◆ Passage
That brand has been burnished over decades of professional triumphs, tabloid scandals and slick dealmaking.

Recently, both David and Victoria Beckham put their legacies on-screen in docuseries that cast them as hardworking entrepreneurs and devoted parents. Their image appeared stronger than ever. Now their firstborn child is throwing stones.

Representatives for David Beckham, Victoria Beckham and Brooklyn Beckham did not respond to requests for comment. A representative for Nicola Peltz Beckham declined to comment.

In the U.K., the Beckhams are as close as you can get to royalty without sharing Windsor DNA. David is perhaps the most famous English player in soccer history, while Victoria parlayed her Spice Girls fame into a career as a respected fashion designer.

Their partnership was forged in the cauldron of 1990s celebrity gossip, with their every move—in their careers, their bumpy personal lives and their adventurous senses of personal style—subject to tabloid scrutiny.

“They were Taylor Swift and Travis Kelce before Taylor Swift and Travis Kelce,” said Elaine Lui, founder of the website Lainey Gossip.

Over time, the couple became savvy managers of their own brand, a sprawling modern empire including a professional soccer team, fashion and beauty lines, investment deals and commercial partnerships.

In recent years they each released a Netflix docuseries—“Beckham” in 2023, “Victoria Beckham” in 2025—featuring scenes from their private family life. (Brooklyn and Nicola appeared in David’s series, but not Victoria’s.)

“The way they’ve performed their celebrity has been togetherness,” Lui said: Appearing and engaging with the world as a happily married couple, in both relative calm and amid scandal. And as their family grew, their four children became smiling ambassadors for Brand Beckham, too.

◆ Provided information
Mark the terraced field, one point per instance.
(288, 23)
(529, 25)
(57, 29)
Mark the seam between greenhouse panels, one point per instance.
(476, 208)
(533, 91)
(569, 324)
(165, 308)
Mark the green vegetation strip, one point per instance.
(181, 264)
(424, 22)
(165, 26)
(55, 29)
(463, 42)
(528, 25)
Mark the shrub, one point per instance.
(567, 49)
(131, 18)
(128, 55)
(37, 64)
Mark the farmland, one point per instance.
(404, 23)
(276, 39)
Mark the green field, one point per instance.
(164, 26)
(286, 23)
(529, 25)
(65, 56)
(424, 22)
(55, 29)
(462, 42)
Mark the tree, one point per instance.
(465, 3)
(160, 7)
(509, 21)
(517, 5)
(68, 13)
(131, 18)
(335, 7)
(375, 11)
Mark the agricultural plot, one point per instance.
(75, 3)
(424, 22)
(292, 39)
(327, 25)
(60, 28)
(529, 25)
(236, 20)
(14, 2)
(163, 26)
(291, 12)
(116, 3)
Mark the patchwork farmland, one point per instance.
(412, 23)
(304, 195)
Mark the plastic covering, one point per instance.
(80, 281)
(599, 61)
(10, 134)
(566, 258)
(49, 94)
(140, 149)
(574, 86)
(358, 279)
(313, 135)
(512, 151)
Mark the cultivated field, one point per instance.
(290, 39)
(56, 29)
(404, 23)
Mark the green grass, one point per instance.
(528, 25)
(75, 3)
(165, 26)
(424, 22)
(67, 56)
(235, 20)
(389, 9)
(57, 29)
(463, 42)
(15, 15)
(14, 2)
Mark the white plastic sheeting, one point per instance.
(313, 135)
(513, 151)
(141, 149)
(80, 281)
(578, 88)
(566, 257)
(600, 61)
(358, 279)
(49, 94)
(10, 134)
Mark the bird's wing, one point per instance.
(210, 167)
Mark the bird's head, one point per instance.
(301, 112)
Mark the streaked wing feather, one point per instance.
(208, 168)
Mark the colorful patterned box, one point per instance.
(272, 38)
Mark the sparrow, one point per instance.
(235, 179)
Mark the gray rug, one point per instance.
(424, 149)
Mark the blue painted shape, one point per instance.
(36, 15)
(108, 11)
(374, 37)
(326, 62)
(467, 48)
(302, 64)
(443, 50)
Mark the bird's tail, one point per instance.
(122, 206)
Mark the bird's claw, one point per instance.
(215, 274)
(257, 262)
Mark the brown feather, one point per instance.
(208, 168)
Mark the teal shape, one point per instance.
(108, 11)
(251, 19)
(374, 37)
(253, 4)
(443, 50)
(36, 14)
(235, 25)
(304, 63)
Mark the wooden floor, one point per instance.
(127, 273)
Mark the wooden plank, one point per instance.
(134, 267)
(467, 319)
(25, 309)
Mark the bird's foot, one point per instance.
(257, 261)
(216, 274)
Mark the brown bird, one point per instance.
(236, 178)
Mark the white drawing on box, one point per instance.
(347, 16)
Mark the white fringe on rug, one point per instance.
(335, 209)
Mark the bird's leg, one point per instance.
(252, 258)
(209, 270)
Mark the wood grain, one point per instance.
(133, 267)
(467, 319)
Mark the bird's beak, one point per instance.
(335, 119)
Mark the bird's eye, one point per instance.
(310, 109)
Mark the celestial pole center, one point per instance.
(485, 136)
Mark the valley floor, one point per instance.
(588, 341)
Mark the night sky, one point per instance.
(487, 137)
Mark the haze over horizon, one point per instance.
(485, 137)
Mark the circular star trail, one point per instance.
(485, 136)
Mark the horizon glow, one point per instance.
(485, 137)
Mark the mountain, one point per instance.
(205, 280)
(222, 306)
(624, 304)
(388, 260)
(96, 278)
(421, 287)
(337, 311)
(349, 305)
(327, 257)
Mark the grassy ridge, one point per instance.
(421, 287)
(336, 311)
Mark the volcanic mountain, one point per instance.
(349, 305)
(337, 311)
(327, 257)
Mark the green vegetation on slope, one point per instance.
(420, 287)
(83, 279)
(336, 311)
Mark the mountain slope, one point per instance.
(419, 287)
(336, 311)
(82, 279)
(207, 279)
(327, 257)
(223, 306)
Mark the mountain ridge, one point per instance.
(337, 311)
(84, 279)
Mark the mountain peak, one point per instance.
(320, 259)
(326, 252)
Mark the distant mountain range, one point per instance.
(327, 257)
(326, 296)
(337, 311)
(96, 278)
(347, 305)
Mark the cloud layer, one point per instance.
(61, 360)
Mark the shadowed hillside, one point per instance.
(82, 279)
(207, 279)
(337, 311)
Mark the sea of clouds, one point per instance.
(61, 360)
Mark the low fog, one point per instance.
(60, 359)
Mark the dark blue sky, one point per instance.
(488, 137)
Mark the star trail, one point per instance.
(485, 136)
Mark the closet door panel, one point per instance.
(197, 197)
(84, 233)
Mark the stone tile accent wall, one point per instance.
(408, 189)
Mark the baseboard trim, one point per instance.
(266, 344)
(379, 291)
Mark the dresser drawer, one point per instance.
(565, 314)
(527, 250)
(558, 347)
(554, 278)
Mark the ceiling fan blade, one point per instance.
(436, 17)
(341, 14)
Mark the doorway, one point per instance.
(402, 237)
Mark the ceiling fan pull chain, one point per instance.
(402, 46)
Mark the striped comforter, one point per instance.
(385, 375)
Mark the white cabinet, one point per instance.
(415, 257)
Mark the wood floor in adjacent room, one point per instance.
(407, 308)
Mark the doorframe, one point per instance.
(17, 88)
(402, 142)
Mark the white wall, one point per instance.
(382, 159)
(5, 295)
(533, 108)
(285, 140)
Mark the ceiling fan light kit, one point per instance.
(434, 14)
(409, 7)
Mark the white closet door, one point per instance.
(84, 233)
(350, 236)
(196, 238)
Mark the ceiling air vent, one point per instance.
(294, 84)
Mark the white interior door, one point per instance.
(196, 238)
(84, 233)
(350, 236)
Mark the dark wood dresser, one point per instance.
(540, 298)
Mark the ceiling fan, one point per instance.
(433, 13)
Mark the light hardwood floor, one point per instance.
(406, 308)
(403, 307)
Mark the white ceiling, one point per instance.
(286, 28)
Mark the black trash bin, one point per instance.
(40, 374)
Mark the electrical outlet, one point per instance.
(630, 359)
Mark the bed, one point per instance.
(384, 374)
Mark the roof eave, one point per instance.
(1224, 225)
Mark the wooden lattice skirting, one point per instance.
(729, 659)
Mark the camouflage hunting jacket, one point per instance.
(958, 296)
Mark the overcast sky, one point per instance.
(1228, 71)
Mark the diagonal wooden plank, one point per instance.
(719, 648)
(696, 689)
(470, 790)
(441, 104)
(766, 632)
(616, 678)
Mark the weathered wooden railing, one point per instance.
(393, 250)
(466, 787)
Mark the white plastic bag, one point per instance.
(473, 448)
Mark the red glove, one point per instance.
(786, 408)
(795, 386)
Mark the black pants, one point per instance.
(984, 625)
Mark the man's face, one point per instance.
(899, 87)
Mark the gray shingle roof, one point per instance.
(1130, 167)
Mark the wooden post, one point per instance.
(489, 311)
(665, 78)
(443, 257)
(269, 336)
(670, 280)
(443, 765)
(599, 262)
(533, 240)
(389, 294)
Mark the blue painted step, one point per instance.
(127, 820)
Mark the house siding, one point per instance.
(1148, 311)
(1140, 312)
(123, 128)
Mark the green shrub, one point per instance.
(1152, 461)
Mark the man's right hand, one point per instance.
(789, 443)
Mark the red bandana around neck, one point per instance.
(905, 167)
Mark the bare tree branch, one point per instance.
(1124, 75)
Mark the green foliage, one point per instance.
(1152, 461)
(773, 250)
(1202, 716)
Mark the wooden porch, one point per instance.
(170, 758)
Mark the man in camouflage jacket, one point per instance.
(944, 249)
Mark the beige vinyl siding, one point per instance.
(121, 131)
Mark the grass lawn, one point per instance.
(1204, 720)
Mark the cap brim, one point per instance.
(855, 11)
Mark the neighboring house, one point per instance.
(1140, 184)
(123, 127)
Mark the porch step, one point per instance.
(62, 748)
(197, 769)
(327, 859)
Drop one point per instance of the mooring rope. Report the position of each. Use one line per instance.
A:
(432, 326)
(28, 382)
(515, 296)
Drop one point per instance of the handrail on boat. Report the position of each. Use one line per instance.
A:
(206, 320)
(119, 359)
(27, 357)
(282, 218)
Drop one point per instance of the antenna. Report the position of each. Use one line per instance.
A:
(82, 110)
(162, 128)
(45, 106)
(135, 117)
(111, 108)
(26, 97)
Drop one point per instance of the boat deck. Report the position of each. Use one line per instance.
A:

◆ Task item A
Decide whether each statement agrees with the passage on the Beckhams. Answer yes or no, and quote the words from the passage that settle it.
(i) Victoria Beckham's Netflix docuseries was released in 2023.
(ii) A representative for Nicola Peltz Beckham declined to comment.
(iii) Brooklyn and Nicola appeared in Victoria's docuseries.
◆ Task item B
Using the passage on the Beckhams, answer each question briefly.
(i) Who founded the website Lainey Gossip?
(ii) In which decade was the Beckhams' partnership forged?
(iii) How many children do the Beckhams have?
◆ Task item C
Echo the passage on the Beckhams word for word, everything from "Over time, the" down to "Brand Beckham, too.".

◆ Worked solution A
(i) No: "“Beckham” in 2023, “Victoria Beckham” in 2025"
(ii) Yes: "A representative for Nicola Peltz Beckham declined to comment."
(iii) No: "Brooklyn and Nicola appeared in David’s series, but not Victoria’s."

◆ Worked solution B
(i) Elaine Lui
(ii) The 1990s
(iii) Four

◆ Worked solution C
Over time, the couple became savvy managers of their own brand, a sprawling modern empire including a professional soccer team, fashion and beauty lines, investment deals and commercial partnerships.

In recent years they each released a Netflix docuseries—“Beckham” in 2023, “Victoria Beckham” in 2025—featuring scenes from their private family life. (Brooklyn and Nicola appeared in David’s series, but not Victoria’s.)

“The way they’ve performed their celebrity has been togetherness,” Lui said: Appearing and engaging with the world as a happily married couple, in both relative calm and amid scandal. And as their family grew, their four children became smiling ambassadors for Brand Beckham, too.